• _Texte affiché_
Dans un contexte global plus que morose pour le crédit à la consommation, les Rencontres parlementaires sur la consommation ont permis de mettre en évidence les bienfaits de la loi Lagarde, tout en esquissant les contours de la prochaine réforme du gouvernement prévue au printemps prochain.
Associations de défense des consommateurs, députés et professionnels étaient unanimes mardi 12 février pour souligner les effets positifs de la loi Lagarde du 1er juillet 2010 tels que la convergence des taux d’usure ou la réduction du poids des crédits revolving dans le marché du crédit à la consommation. Deux ans et demi après sa publication, l’heure d’un premier bilan a ainsi sonné pour les intervenants des Rencontres parlementaires sur la consommation et le crédit. L’occasion également de pointer les limites actuelles de la loi Lagarde.

• _Tâche_
Poursuivez le texte sur le bilan de la loi Lagarde à partir de sa dernière phrase.

• _Liste des données_
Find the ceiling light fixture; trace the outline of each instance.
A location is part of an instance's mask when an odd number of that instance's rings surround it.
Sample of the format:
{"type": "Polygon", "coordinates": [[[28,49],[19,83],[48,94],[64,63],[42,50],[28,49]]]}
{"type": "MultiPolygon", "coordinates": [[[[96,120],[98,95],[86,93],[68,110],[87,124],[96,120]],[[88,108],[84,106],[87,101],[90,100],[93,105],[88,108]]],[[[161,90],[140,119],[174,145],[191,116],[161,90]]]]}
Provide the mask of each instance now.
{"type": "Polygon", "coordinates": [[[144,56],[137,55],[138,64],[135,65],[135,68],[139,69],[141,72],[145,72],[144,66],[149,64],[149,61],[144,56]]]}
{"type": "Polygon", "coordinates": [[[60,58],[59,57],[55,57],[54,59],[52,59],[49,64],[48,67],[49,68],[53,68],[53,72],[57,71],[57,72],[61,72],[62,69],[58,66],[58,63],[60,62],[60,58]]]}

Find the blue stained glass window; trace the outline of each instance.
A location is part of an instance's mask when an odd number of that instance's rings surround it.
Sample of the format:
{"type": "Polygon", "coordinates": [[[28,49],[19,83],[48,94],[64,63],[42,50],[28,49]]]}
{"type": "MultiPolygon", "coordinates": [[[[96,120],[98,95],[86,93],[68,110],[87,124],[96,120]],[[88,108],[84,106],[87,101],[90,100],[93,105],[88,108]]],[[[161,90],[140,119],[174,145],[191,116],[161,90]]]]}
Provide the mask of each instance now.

• _Réponse rédigée_
Les zones grises de la loi Lagarde
« La loi Lagarde a eu des effets positifs, notamment sur le crédit renouvelable », a indiqué la députée du Tarn-et-Garonne, Valérie Rabault, vice-présidente de la commission des Finances de l’Assemblée nationale. Un constat largement partagé par la directrice générale de la concurrence, de la consommation et de la répression des fraudes (DGCCRF), Nathalie Homobono, qui pointe tout de même trois pistes de progrès. L’encadrement du crédit doit être amélioré selon elle, notamment en ce qui concerne l’obligation des vendeurs de proposer une alternative au crédit renouvelable à partir de 1.000 euros, ou leur rémunération, encore trop souvent incitative, qui les pousse à mettre en avant ce type de produits. La directrice de la DGCCRF souhaite également un renforcement des contrôles, avec la possibilité de tests anonymes, jugés plus efficaces. Nathalie Homobono se montre enfin favorable au principe de la création d’un registre national des crédits aux particuliers (RNCP), ou fichier positif, qui permettrait aux vendeurs « de vérifier la solvabilité des candidats ».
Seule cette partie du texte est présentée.